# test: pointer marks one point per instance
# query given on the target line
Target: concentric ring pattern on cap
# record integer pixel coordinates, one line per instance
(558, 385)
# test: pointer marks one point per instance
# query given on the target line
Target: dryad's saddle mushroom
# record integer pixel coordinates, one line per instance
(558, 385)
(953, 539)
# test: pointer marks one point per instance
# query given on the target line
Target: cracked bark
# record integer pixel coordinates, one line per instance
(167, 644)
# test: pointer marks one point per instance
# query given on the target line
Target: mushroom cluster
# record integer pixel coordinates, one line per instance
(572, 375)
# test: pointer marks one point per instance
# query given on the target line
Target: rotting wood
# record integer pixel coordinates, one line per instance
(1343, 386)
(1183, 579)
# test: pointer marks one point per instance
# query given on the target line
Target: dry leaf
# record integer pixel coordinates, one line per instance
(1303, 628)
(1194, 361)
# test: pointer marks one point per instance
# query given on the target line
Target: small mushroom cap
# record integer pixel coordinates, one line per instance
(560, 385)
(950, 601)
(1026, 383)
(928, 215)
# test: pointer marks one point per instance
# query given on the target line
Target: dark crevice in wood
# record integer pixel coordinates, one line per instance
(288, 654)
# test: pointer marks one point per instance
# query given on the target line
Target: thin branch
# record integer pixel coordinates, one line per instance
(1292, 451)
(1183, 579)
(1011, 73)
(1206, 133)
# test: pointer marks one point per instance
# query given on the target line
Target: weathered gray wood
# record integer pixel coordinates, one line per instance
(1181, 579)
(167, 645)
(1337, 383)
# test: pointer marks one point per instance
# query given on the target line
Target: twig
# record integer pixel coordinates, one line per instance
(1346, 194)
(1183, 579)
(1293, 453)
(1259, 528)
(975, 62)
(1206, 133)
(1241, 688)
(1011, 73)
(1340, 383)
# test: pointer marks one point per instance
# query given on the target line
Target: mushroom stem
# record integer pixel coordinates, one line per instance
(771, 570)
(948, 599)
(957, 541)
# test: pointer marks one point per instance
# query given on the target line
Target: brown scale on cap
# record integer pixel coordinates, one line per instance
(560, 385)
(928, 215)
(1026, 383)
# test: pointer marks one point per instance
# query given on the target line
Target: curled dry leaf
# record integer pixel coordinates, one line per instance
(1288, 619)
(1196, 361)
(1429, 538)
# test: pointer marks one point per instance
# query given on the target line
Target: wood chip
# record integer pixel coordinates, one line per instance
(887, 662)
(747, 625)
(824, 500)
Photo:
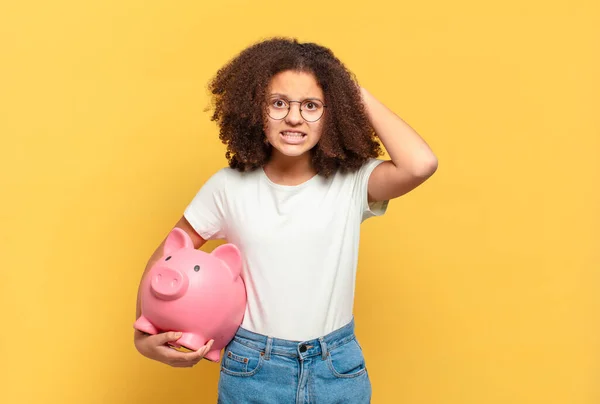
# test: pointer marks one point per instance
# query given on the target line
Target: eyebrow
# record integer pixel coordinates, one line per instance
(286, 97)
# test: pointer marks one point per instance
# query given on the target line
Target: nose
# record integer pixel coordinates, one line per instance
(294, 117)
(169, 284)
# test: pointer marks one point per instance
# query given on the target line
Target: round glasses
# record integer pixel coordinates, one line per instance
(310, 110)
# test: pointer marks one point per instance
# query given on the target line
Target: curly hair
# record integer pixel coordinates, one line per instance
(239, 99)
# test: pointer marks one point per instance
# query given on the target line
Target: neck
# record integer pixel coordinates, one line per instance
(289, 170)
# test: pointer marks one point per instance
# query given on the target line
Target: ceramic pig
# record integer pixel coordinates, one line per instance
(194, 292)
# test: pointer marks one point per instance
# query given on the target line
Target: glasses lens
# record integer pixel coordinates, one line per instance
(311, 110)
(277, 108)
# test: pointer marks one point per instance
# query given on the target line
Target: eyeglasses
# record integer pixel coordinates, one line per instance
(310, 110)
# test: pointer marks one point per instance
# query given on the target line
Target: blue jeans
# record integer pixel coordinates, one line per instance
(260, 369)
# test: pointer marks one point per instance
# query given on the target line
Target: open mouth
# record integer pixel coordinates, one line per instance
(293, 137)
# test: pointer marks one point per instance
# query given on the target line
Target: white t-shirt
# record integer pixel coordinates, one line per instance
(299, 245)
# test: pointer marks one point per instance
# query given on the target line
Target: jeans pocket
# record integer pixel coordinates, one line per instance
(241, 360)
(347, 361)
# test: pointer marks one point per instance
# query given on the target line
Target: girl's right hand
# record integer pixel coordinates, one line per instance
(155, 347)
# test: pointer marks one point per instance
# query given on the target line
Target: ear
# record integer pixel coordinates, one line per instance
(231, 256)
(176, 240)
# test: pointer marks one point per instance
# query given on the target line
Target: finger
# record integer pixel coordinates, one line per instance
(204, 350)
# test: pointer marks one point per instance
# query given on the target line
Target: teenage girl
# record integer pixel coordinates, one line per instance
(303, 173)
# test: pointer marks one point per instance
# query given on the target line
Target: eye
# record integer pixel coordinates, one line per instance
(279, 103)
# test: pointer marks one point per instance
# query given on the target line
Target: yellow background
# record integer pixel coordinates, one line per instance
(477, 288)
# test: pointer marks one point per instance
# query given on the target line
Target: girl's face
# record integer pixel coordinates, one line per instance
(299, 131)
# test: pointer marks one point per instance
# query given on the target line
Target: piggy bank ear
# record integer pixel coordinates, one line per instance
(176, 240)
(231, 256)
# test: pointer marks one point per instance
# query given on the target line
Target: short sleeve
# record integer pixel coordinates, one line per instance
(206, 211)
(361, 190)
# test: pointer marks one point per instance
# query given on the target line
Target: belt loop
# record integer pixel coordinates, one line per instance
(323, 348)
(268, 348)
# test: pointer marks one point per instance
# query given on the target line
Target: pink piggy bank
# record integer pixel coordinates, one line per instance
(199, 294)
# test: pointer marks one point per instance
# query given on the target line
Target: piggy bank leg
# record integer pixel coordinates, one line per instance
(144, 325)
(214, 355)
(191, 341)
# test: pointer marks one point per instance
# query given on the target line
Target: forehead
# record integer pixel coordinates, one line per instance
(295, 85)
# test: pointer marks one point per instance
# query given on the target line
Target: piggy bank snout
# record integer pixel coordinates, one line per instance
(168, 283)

**********

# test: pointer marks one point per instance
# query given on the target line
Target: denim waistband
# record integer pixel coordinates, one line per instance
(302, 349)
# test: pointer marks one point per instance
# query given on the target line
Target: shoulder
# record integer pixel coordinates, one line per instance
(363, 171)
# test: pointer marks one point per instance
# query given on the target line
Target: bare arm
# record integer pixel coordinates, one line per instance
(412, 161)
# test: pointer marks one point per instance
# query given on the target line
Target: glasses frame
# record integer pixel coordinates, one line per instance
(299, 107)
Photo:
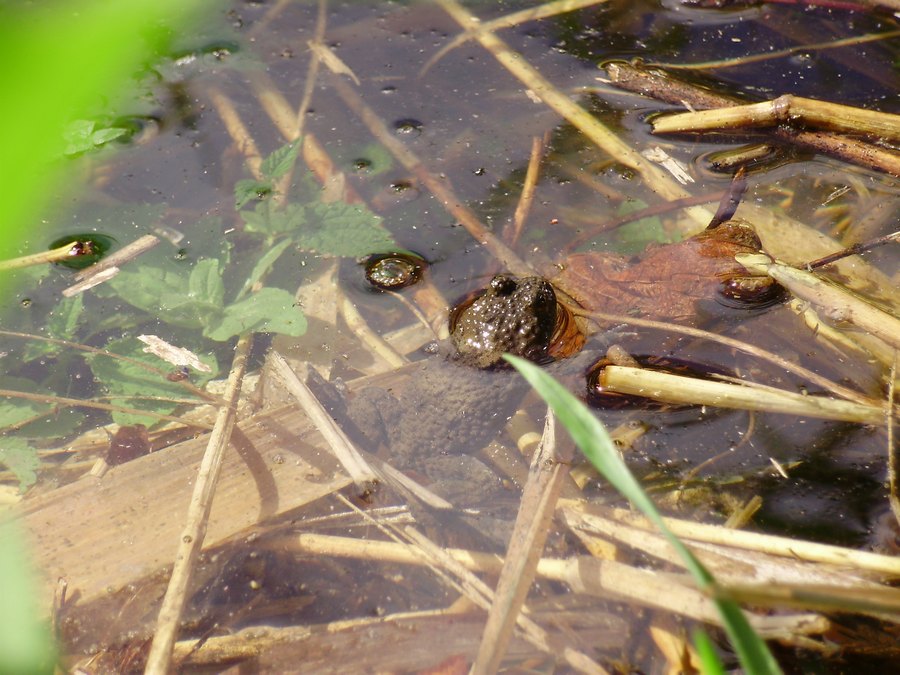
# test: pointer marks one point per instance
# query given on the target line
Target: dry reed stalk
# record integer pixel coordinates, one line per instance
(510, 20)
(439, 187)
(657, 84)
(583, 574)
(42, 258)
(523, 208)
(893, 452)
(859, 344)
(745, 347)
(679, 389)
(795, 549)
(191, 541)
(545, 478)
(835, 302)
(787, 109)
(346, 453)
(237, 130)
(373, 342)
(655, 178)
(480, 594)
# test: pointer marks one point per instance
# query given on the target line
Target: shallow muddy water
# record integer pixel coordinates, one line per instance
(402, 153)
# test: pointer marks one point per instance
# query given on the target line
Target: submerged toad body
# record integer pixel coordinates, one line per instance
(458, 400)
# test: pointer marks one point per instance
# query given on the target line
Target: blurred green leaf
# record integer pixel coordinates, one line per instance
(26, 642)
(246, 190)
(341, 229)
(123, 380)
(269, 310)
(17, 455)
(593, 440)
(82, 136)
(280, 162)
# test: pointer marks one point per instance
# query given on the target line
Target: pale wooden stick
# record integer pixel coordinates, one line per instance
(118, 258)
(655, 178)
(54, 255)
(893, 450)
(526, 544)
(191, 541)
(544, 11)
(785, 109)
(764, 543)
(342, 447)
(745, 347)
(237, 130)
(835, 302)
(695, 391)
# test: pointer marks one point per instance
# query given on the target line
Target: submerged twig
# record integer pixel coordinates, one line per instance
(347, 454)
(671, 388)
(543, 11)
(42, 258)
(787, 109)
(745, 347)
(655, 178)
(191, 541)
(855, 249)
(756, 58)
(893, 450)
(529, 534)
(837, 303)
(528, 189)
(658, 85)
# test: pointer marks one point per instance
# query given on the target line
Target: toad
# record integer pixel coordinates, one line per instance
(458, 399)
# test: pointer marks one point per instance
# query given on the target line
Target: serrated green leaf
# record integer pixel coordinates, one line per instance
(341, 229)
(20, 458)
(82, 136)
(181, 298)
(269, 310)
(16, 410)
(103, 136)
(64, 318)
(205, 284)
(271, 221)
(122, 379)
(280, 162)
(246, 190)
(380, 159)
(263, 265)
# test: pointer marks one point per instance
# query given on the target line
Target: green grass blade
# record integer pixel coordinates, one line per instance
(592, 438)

**********

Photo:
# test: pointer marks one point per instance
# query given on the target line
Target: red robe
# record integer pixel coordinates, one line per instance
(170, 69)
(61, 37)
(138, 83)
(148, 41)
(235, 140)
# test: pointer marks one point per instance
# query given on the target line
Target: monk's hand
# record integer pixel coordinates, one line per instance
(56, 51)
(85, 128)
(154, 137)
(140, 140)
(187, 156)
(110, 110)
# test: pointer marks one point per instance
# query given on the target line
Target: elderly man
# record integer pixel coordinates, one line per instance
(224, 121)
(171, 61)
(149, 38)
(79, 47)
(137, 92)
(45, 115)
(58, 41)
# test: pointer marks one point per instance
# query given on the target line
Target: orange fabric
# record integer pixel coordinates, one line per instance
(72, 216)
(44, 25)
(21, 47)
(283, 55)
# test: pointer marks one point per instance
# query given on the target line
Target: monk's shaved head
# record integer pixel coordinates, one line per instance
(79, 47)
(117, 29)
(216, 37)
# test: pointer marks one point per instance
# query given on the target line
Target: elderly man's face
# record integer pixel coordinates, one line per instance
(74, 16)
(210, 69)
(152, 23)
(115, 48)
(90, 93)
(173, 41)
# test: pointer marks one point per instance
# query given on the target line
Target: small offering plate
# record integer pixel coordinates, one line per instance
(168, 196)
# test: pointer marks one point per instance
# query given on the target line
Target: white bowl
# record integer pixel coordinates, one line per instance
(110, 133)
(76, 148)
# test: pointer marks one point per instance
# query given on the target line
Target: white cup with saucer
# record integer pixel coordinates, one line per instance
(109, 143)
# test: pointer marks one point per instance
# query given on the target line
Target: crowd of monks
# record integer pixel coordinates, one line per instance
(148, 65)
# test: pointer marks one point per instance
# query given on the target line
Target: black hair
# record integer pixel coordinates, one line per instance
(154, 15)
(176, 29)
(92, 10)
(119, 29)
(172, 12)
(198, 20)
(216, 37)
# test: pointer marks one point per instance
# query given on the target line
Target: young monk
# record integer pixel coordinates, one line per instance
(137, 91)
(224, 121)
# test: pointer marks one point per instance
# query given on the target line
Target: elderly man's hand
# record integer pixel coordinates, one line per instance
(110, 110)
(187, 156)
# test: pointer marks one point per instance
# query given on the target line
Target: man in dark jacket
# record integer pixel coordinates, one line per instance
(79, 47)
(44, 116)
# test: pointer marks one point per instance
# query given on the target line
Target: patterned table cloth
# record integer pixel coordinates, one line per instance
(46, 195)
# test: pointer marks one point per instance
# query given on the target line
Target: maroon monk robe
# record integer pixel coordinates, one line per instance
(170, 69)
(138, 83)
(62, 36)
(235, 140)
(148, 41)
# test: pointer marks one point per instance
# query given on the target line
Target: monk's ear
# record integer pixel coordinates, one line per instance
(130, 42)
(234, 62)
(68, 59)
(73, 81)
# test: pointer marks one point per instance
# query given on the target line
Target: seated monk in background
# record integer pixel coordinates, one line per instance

**********

Pull out every line in the data above that contains the string "girl" and copy each one as it appears. Case counts.

Target: girl's right hand
Target: teenage girl
Target: girl's face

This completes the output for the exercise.